» **EXERCISE GOAL**: Please state the number of lines in the records below that contain the string "target", and nothing further.

» **DATA EXTRACTS**:
****************************************

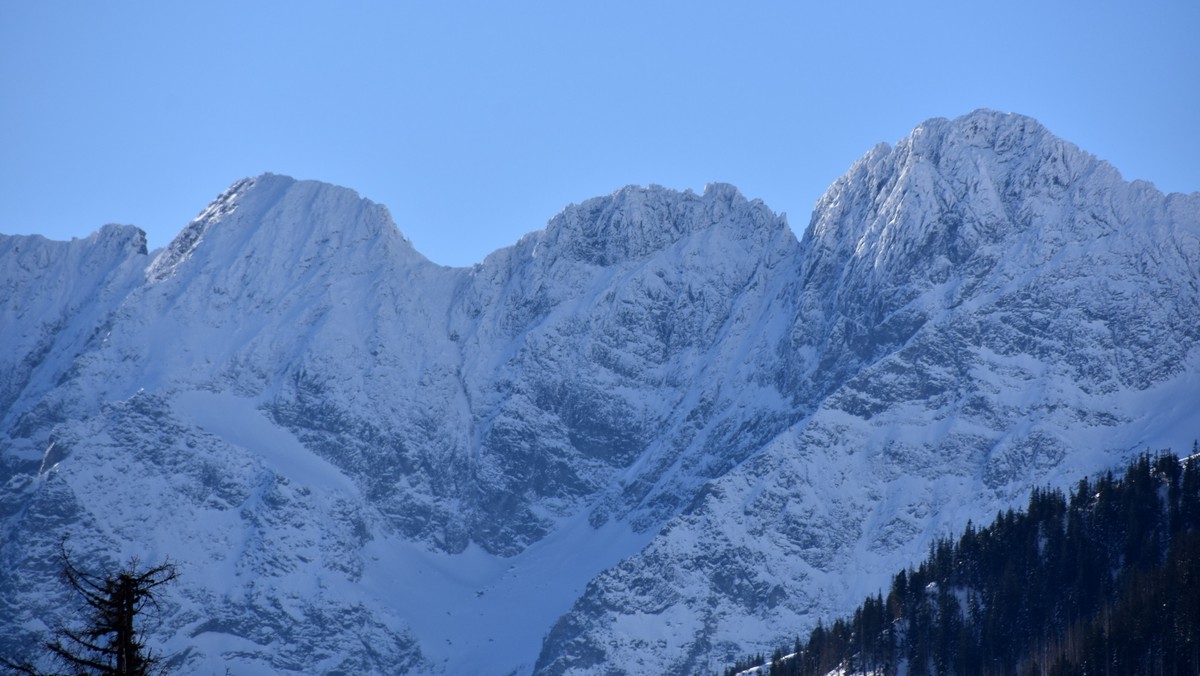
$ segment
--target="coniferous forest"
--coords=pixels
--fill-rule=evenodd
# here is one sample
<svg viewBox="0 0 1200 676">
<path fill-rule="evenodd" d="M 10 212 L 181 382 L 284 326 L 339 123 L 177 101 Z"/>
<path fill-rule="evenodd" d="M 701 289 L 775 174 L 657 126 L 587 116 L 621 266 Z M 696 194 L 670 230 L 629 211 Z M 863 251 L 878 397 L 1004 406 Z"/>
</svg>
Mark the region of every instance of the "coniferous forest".
<svg viewBox="0 0 1200 676">
<path fill-rule="evenodd" d="M 1200 448 L 1035 490 L 900 571 L 886 598 L 726 670 L 772 676 L 1200 673 Z"/>
</svg>

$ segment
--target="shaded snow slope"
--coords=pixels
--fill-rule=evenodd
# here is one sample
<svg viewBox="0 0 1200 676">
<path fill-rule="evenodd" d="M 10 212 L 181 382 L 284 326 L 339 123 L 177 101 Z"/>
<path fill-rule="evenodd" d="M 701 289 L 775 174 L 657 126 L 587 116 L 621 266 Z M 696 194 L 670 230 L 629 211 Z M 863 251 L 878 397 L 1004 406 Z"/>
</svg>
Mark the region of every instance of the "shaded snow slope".
<svg viewBox="0 0 1200 676">
<path fill-rule="evenodd" d="M 719 670 L 1200 400 L 1200 195 L 990 111 L 872 150 L 799 241 L 629 187 L 445 268 L 267 174 L 151 254 L 0 237 L 0 280 L 0 650 L 70 533 L 180 563 L 186 672 Z"/>
</svg>

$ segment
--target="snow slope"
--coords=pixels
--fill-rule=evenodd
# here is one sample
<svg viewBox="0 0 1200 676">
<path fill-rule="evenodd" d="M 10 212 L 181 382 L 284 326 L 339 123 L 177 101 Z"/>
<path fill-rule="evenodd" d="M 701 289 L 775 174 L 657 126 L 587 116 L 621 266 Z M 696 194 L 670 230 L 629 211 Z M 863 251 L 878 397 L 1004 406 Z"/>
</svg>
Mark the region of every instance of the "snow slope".
<svg viewBox="0 0 1200 676">
<path fill-rule="evenodd" d="M 726 185 L 472 268 L 352 191 L 235 183 L 165 249 L 0 236 L 0 650 L 170 556 L 188 673 L 691 673 L 1200 401 L 1200 194 L 931 120 L 797 240 Z"/>
</svg>

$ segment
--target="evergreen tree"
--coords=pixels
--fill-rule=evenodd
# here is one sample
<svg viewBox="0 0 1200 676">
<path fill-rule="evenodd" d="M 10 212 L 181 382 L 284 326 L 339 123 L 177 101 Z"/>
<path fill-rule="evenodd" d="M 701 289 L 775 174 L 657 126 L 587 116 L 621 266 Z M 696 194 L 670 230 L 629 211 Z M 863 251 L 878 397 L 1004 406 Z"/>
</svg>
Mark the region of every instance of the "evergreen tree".
<svg viewBox="0 0 1200 676">
<path fill-rule="evenodd" d="M 146 647 L 136 620 L 147 604 L 157 605 L 163 585 L 178 576 L 175 564 L 166 562 L 142 568 L 136 559 L 114 573 L 95 575 L 75 565 L 60 545 L 62 576 L 81 600 L 80 628 L 63 626 L 45 644 L 67 673 L 75 676 L 147 676 L 162 673 L 160 659 Z M 10 670 L 41 674 L 28 662 L 3 660 Z"/>
</svg>

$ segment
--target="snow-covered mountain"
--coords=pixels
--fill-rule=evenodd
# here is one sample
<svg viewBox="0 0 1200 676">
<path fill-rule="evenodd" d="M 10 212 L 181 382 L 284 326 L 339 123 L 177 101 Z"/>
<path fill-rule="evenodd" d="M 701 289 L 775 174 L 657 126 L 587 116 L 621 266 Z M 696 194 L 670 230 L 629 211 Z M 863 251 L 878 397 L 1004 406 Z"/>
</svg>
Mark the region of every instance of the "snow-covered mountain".
<svg viewBox="0 0 1200 676">
<path fill-rule="evenodd" d="M 797 240 L 625 188 L 466 269 L 316 182 L 167 248 L 0 236 L 0 651 L 171 557 L 186 673 L 691 673 L 1200 403 L 1200 194 L 931 120 Z"/>
</svg>

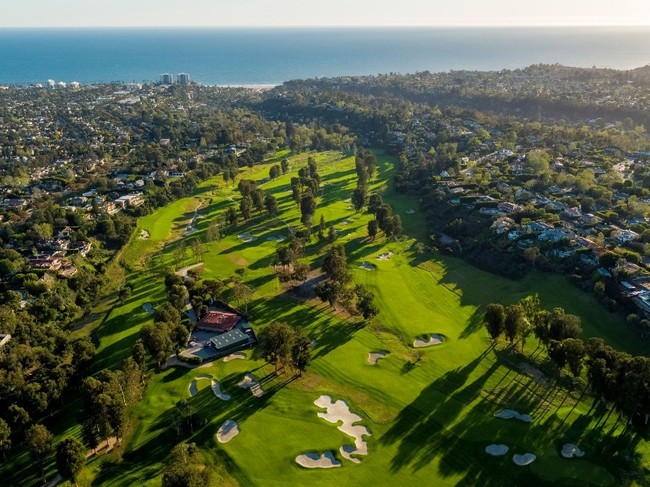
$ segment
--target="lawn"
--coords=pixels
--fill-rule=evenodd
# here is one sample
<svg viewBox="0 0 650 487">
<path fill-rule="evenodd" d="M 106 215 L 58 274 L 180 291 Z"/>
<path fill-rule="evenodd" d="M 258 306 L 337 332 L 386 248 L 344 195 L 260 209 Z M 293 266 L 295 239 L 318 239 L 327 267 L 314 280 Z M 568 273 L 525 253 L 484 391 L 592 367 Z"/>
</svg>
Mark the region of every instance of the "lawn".
<svg viewBox="0 0 650 487">
<path fill-rule="evenodd" d="M 618 485 L 629 471 L 626 458 L 648 465 L 647 440 L 623 432 L 624 423 L 592 404 L 581 390 L 568 392 L 553 380 L 534 379 L 519 368 L 520 359 L 503 346 L 494 348 L 482 327 L 487 303 L 514 302 L 539 293 L 546 308 L 562 306 L 583 319 L 585 337 L 601 336 L 618 349 L 649 352 L 618 316 L 604 310 L 590 295 L 574 288 L 562 276 L 531 273 L 513 281 L 478 270 L 458 259 L 440 254 L 419 254 L 416 238 L 425 235 L 422 215 L 411 198 L 395 194 L 387 184 L 393 160 L 379 155 L 379 174 L 373 187 L 381 190 L 403 219 L 407 238 L 386 242 L 366 238 L 369 215 L 355 213 L 349 198 L 355 186 L 354 159 L 338 153 L 317 154 L 322 193 L 315 222 L 323 214 L 338 230 L 336 243 L 346 247 L 356 282 L 376 295 L 380 310 L 376 323 L 362 326 L 343 313 L 318 302 L 299 302 L 288 297 L 271 273 L 270 264 L 280 243 L 269 237 L 287 235 L 287 227 L 300 226 L 300 214 L 288 192 L 290 177 L 305 164 L 306 154 L 291 158 L 292 171 L 262 187 L 274 194 L 281 218 L 255 216 L 230 229 L 220 242 L 207 245 L 203 253 L 204 277 L 228 278 L 244 269 L 243 279 L 256 290 L 250 313 L 259 328 L 273 321 L 302 327 L 315 340 L 313 361 L 300 378 L 274 376 L 254 353 L 246 360 L 215 362 L 206 368 L 175 368 L 156 374 L 146 396 L 133 415 L 133 433 L 122 459 L 106 456 L 89 469 L 93 485 L 159 485 L 161 462 L 179 441 L 194 441 L 219 467 L 226 483 L 242 485 Z M 273 161 L 277 163 L 277 160 Z M 270 164 L 256 166 L 246 177 L 259 181 L 268 176 Z M 232 199 L 231 199 L 232 198 Z M 136 236 L 124 251 L 132 269 L 133 285 L 128 302 L 116 306 L 97 329 L 100 348 L 95 368 L 115 367 L 128 356 L 140 327 L 150 319 L 145 302 L 164 300 L 162 270 L 194 262 L 189 255 L 175 261 L 174 247 L 203 235 L 210 221 L 236 204 L 236 190 L 220 178 L 203 184 L 195 196 L 179 200 L 141 218 Z M 197 231 L 183 237 L 184 229 L 200 206 Z M 141 229 L 148 240 L 137 238 Z M 243 242 L 238 235 L 257 237 Z M 308 260 L 319 266 L 326 243 L 314 239 Z M 379 260 L 387 251 L 392 256 Z M 147 259 L 155 266 L 143 270 Z M 359 267 L 362 262 L 374 270 Z M 411 344 L 424 334 L 437 333 L 443 343 L 416 352 Z M 526 355 L 539 360 L 540 350 L 530 339 Z M 389 352 L 377 365 L 368 353 Z M 253 397 L 238 387 L 253 372 L 266 393 Z M 191 381 L 210 374 L 232 395 L 217 399 L 208 381 L 189 395 Z M 341 468 L 307 470 L 294 458 L 304 452 L 336 452 L 351 438 L 317 416 L 313 404 L 321 394 L 344 399 L 361 424 L 369 428 L 369 454 L 359 464 L 342 460 Z M 179 399 L 188 399 L 202 426 L 178 436 L 171 416 Z M 531 424 L 501 420 L 493 414 L 502 408 L 529 413 Z M 238 421 L 241 433 L 226 444 L 215 439 L 226 419 Z M 587 451 L 582 459 L 565 460 L 559 450 L 566 442 Z M 505 443 L 510 452 L 491 457 L 484 452 L 490 443 Z M 516 466 L 512 453 L 533 452 L 537 460 Z M 217 485 L 217 484 L 215 484 Z"/>
</svg>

****************************************

» **OUTPUT OF THE TASK**: 6